Rows from a dataset:
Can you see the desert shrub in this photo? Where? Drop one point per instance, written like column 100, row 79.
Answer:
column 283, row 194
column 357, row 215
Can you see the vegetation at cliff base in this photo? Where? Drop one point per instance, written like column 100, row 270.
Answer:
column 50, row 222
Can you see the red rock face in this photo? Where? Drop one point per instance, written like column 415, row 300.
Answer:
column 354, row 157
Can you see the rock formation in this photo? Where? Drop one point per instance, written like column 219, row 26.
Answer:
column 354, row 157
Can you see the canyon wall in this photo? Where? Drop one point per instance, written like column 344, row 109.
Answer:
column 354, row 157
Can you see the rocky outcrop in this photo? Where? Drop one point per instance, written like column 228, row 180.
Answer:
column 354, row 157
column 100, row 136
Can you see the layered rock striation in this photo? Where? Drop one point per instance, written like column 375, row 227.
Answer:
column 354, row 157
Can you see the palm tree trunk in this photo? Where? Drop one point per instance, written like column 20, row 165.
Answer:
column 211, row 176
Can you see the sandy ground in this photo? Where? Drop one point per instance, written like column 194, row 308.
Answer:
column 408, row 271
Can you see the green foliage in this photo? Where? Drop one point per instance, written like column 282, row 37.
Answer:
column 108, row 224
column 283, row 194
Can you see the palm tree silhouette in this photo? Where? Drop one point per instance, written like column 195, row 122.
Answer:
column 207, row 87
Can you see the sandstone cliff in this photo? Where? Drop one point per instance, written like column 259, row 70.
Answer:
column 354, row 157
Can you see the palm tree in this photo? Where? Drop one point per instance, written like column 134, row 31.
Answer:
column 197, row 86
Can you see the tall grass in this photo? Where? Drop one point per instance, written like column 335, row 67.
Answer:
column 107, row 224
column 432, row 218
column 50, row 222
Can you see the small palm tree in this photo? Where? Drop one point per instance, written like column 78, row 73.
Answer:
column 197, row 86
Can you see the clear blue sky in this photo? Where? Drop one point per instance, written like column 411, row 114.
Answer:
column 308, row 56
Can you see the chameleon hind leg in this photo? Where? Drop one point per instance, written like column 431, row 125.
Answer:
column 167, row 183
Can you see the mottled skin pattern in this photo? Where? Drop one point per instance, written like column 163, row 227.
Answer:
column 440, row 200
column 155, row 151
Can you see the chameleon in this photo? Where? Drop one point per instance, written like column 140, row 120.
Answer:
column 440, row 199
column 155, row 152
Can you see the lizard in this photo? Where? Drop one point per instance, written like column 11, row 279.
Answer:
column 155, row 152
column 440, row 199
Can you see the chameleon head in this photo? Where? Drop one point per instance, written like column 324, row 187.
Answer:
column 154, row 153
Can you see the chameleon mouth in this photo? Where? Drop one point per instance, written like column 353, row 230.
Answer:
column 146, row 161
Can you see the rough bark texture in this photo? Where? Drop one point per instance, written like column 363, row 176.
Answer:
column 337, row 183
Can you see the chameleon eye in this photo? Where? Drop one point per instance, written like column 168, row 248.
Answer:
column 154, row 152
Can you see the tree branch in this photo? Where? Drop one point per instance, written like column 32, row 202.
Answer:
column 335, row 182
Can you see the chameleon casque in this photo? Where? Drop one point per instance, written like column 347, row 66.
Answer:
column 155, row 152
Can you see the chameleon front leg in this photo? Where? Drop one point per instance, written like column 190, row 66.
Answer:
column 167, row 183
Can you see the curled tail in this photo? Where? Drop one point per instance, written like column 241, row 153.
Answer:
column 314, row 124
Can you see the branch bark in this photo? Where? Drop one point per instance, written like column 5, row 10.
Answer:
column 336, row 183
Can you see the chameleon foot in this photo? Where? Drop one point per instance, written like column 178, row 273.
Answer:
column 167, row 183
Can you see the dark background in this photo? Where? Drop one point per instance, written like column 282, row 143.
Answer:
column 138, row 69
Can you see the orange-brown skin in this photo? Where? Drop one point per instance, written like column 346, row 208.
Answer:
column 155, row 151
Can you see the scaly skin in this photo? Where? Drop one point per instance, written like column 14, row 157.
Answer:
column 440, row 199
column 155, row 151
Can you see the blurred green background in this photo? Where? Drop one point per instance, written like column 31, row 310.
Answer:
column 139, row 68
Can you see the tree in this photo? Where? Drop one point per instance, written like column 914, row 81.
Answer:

* _Exercise_
Copy every one of the entries above word for word.

* _Written answer_
Can you see the desert shrub in this photo? Where? Drop one point per instance, written like column 100, row 79.
Answer:
column 283, row 194
column 357, row 215
Can you see the vegetation at cliff base in this photo? Where? Drop one point per instance, written like column 100, row 270.
Answer:
column 50, row 222
Can you see the red rock face in this photo? Where? Drop one point per instance, written like column 415, row 300.
Answer:
column 354, row 157
Can you see the rock formation in this photo? Where? Drop one point per instance, written like column 219, row 26.
Answer:
column 354, row 157
Can you see the canyon wall in this photo? Where? Drop one point per instance, written like column 344, row 109.
Answer:
column 354, row 157
Can you see the rocky outcrop in this photo? Where? Drop one point per instance, written like column 228, row 180.
Answer:
column 354, row 157
column 100, row 136
Can you see the layered rock striation in this photo? Where? Drop one point per instance, written like column 375, row 227.
Answer:
column 354, row 157
Can you see the palm tree trunk in this photo? Where? Drop one point per instance, written like column 20, row 165.
Answer:
column 211, row 176
Can you see the sandy ground in this photo? Where? Drop one point per instance, written like column 194, row 308.
Answer:
column 408, row 271
Can you see the green foliage in this photo? Where? Drop one point per instance, written like column 282, row 37.
Answer:
column 108, row 224
column 283, row 194
Can you see the palm tree silhouette in this photo? Where? Drop one point per instance, written like column 195, row 122.
Answer:
column 207, row 87
Can you see the sandstone cliff in this photo? Where? Drop one point per instance, written like column 259, row 70.
Answer:
column 354, row 157
Can you see the palm tree in this photo? Where? Drop one point per instance, written like column 134, row 31.
Answer:
column 197, row 86
Can you see the tall grass in this photo? Where? Drop one point per instance, written like column 335, row 67.
Answer:
column 107, row 224
column 432, row 218
column 50, row 222
Can you see the small palm tree in this photo? Where? Drop one point per instance, written like column 78, row 73.
Answer:
column 197, row 86
Can you see the clear blue sky in this photo? Where? Drop one point per instance, written like column 411, row 114.
Answer:
column 308, row 56
Can you see the chameleon hind leg in this photo? Where? Drop one point per instance, written like column 431, row 125.
Answer:
column 167, row 183
Can you see the mottled skin pattern in this photo? Where? Drop one point per instance, written like column 163, row 227.
Answer:
column 440, row 200
column 155, row 151
Can you see the chameleon in this photo? Where? Drop one point per instance, written like column 140, row 120.
Answer:
column 440, row 199
column 155, row 152
Can you see the lizard in this photo? Where? Drop one point per instance, written like column 11, row 279.
Answer:
column 155, row 152
column 440, row 199
Can you see the chameleon head in this photo? Where? Drop one point per instance, written like column 324, row 187.
Answer:
column 154, row 153
Can you see the chameleon mouth in this photo? Where? Drop one point per instance, written like column 353, row 230.
Answer:
column 146, row 161
Can you see the rough bark texture in this photo? Where? Drop one point per instance, written like column 363, row 176.
Answer:
column 337, row 183
Can you see the chameleon eye in this photo? Where? Drop one point per instance, written like column 168, row 248.
Answer:
column 154, row 152
Can you see the tree branch in this photo? Where? Drop one point per instance, written like column 32, row 202.
Answer:
column 335, row 182
Can you see the chameleon casque in this photo? Where? Drop one point per instance, written like column 347, row 66.
Answer:
column 155, row 152
Can you see the chameleon front leg in this photo? Where? Drop one point per instance, written like column 190, row 66.
Answer:
column 167, row 183
Can you see the curled tail in this photo? Where? Drop one point per instance, written like column 241, row 153.
Answer:
column 314, row 124
Can you see the branch bark in this photo? Where? Drop one point per instance, written like column 5, row 10.
Answer:
column 336, row 183
Can you see the chameleon foot in this photo? Where? Drop one point per instance, written like column 178, row 273.
Answer:
column 167, row 183
Can you see the dark background in this photo? Where? Drop one point per instance, written like column 282, row 143.
Answer:
column 138, row 69
Can you see the orange-brown skin in this photo? Where? Drop one point per instance, written like column 346, row 208.
Answer:
column 155, row 151
Can you see the scaly skin in this photo? Where? Drop one point per instance, written like column 14, row 157.
Answer:
column 440, row 199
column 155, row 151
Can you see the blurred green background in this photo? Where? Drop one point per instance, written like column 31, row 310.
Answer:
column 139, row 68
Can you see the tree in this photo? Where? Drop one point per instance, written like column 914, row 81.
Answer:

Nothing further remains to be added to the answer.